**Problem description**
Repeat each line exactly as it is written.

:: Supplied information

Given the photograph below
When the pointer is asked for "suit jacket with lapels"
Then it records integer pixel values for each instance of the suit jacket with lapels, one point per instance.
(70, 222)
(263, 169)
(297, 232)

::::

**Solution below**
Given the photograph below
When the pointer is asked for "suit jacket with lapels"
Then it records integer pixel values for each instance of the suit jacket with lapels, one point per instance.
(70, 222)
(263, 169)
(297, 232)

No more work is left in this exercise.